▶ HOW TO COMPLETE THIS TASK: Beginning with the line of the entries below that holds "# test: identify one keypoint per instance of the wooden pole" and ending with the line that holds "# test: identify one keypoint per instance of the wooden sled", transcribe each line exactly as written. Pictures stay out.

______

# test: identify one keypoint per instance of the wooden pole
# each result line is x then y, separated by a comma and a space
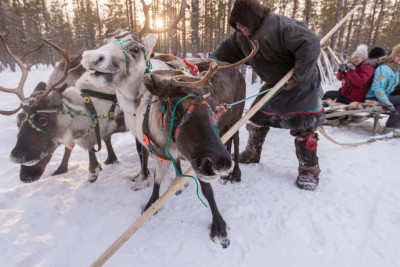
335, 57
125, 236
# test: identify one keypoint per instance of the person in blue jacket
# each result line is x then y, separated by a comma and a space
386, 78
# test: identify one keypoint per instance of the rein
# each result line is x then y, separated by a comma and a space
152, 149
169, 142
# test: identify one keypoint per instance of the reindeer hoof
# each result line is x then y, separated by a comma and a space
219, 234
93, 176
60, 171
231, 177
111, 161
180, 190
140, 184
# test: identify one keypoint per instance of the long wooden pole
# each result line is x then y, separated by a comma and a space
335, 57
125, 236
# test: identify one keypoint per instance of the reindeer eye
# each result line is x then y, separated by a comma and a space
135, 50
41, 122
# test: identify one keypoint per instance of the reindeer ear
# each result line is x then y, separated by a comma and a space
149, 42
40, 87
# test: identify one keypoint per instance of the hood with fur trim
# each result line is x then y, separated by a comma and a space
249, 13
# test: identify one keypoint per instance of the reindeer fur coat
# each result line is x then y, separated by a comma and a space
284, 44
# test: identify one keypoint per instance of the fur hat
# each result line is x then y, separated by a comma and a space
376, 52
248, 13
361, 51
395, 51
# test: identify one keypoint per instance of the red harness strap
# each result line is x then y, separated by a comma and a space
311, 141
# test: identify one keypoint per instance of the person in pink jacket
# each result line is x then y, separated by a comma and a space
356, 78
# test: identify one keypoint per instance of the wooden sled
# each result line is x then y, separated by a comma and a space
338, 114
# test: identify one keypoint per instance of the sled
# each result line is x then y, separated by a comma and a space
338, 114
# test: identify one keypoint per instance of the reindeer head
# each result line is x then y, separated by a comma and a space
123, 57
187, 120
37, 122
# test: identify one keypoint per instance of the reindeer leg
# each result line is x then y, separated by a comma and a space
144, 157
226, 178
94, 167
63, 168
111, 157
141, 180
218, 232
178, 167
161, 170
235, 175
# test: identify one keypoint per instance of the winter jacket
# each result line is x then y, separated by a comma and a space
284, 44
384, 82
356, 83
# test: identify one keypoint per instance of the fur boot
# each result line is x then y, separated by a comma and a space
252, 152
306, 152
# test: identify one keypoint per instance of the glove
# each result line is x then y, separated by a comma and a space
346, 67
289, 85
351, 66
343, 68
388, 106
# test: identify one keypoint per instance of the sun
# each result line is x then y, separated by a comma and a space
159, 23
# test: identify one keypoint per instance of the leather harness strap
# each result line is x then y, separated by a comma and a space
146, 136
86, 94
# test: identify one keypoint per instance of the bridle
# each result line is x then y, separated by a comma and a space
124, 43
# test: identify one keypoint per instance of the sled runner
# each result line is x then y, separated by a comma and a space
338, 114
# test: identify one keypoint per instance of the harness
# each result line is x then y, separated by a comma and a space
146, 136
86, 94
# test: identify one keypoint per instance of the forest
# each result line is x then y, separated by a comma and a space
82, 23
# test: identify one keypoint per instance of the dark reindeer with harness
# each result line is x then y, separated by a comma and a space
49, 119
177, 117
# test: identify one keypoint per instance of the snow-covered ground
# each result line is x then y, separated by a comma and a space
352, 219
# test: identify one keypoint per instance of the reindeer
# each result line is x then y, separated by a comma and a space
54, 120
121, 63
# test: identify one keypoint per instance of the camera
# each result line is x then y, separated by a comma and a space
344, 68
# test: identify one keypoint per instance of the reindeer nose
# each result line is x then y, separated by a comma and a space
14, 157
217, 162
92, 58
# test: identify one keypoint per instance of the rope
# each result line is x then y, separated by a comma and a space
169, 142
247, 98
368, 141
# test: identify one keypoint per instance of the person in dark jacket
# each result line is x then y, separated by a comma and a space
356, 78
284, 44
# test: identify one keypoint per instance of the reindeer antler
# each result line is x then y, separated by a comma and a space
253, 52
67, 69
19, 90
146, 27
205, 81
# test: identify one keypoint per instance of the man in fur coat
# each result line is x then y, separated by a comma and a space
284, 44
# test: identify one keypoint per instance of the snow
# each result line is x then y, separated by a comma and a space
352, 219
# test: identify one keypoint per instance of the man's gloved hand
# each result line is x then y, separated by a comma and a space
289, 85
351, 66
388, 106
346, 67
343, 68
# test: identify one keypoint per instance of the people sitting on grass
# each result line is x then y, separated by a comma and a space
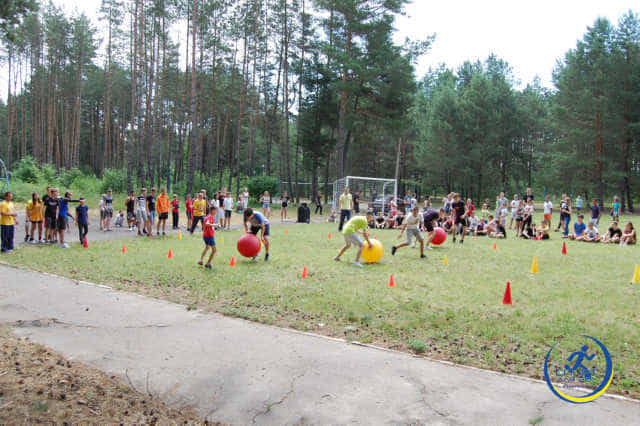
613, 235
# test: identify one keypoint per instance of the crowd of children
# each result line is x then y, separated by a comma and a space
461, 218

______

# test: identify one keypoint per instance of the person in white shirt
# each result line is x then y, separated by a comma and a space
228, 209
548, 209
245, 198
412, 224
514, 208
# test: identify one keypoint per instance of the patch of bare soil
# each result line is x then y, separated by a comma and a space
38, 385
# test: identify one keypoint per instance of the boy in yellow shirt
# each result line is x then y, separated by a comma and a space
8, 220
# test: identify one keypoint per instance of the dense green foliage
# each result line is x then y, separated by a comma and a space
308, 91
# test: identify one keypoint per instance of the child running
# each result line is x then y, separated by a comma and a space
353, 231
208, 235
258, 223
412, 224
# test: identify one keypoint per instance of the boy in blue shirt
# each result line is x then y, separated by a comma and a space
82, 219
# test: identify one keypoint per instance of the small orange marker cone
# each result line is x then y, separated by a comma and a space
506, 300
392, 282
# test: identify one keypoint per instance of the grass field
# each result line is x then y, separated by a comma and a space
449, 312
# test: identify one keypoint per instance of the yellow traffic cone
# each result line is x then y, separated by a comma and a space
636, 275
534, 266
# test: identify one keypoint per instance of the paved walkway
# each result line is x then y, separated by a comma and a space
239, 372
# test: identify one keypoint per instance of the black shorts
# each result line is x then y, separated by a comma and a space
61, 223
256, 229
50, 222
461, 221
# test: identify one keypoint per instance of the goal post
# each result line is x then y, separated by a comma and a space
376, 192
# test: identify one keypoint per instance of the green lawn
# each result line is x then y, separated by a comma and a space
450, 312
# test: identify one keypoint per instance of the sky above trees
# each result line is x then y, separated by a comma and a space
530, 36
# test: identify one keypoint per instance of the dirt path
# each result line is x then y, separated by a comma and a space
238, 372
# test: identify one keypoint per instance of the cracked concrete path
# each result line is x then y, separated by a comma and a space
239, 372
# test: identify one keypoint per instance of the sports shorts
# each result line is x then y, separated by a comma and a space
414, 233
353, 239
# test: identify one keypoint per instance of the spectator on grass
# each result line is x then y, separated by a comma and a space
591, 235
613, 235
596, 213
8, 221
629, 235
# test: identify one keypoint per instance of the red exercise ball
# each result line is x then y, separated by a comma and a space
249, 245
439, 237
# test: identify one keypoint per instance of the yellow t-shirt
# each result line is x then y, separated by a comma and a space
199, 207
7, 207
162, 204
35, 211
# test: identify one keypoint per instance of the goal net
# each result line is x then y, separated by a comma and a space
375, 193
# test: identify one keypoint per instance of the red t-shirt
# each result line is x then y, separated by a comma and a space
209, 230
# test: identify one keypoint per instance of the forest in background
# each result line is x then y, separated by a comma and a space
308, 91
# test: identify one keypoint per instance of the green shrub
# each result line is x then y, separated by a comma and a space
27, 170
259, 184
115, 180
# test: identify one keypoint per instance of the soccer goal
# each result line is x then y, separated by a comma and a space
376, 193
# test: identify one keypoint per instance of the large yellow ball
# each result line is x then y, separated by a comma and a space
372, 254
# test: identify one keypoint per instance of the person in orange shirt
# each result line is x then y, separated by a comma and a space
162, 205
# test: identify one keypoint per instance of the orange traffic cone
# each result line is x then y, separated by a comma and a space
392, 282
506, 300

______

▶ YOUR SOLUTION:
# test: identify one keypoint per instance of the wooden pole
# each result line is x then y, separated by a comma and a space
335, 57
125, 236
# test: identify one keypoint per instance of the person in blue jacket
# each result line is x then y, separated by a comma and a space
386, 78
# test: identify one keypoint per instance of the rein
# each result line is x then y, separated by a comma and a space
152, 149
169, 142
# test: identify one keypoint per instance of the reindeer hoof
# each result line is x then y, separated by a comma and a space
219, 234
93, 176
60, 171
231, 177
111, 161
180, 190
140, 184
# test: identify one keypoint per instance of the long wooden pole
# each result line is x then y, separated by a comma and a space
335, 57
125, 236
# test: identify one keypoint per instance of the reindeer eye
# each result line is x then y, separated by a comma and a space
135, 50
41, 122
# test: identify one keypoint per instance of the reindeer ear
# each result line is x then y, separated by a comma and a space
149, 42
40, 87
# test: identify one keypoint per instance of the hood with fur trim
# each result line is x then y, separated by a comma and a space
249, 13
# test: identify one keypoint per instance of the reindeer fur coat
# each result line is x then y, separated by a comma and a space
284, 44
# test: identify one keypoint per instance of the fur hat
# each result line is x then y, separated by a comma and a space
376, 52
248, 13
361, 51
395, 51
# test: identify one keypoint per instance of the red harness strap
# each result line is x then y, separated by a comma and a space
311, 141
# test: identify one keypoint per instance of the person in pink jacket
# each result line is x then y, separated by a comma and a space
356, 78
# test: identify one keypoint per instance of the wooden sled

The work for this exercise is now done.